# Humminbird HD DI Combos



## capt j-rod (Feb 14, 2008)

Looking to put a new GPS, fish finder Combo for the boat. We primarily are after walleye and perch on erie, but we also chase the kings in Michigan. I've been a die hard Garmin man for years, but they feel like they are way behind on the technology. Humminbird seems to be the ticket but I was hoping to hear everyone's input. I hear Lowrance equipment is great but the customer service and warranty is horrible. The unit is going on a 20' Lund Alaskan, and we don't use electric trolling motors (interference?). Is the Down Imaging worth the $$$? Thanks in advance for the help.


----------



## crappiedude (Mar 12, 2006)

I guess maybe you can be the judge of which pics are better. It's not totally fair as on this unit the 2d is from the trolling motor transducer and the DI transducer is on the rear of the boat so they aren't comparing apples to apples.

- [EXERCISES TO COMPLETE]
(1) Answer these questions from the Humminbird forum thread:
(a) What boat will the new unit be installed on?
(b) Which fish does the first poster mainly target on Erie?
(c) On crappiedude's boat, where is the DI transducer mounted?
(2) Translate this sentence from the Humminbird forum thread into Spanish: "I've been a die hard Garmin man for years, but they feel like they are way behind on the technology."
(3) Write the next reply in the Humminbird forum thread, following crappiedude's post.

- [SOURCE DATA]

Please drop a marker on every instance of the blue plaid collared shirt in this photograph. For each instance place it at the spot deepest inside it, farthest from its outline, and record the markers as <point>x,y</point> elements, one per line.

- [SOLVED TASKS]
(1)
(a) A 20' Lund Alaskan.
(b) Walleye and perch.
(c) On the rear of the boat.

(2) He sido un fiel seguidor de Garmin durante años, pero siento que están muy atrasados en tecnología.

(3)
This is from an HDS unit so I may be a little partial to Lowrance but to each his own.
If you look at the bottom DI pic you can see the disturbance from the TM prop on the top of the pic. If I played with this I could have cleared the pics up quite a bit.


----------



## VitalShot (Feb 10, 2012)

I have a 798 Hd SI DI and I really like the unit. The only thing I wish is to have got the bigger screen. But great product and new downloads from HB to upgrade units.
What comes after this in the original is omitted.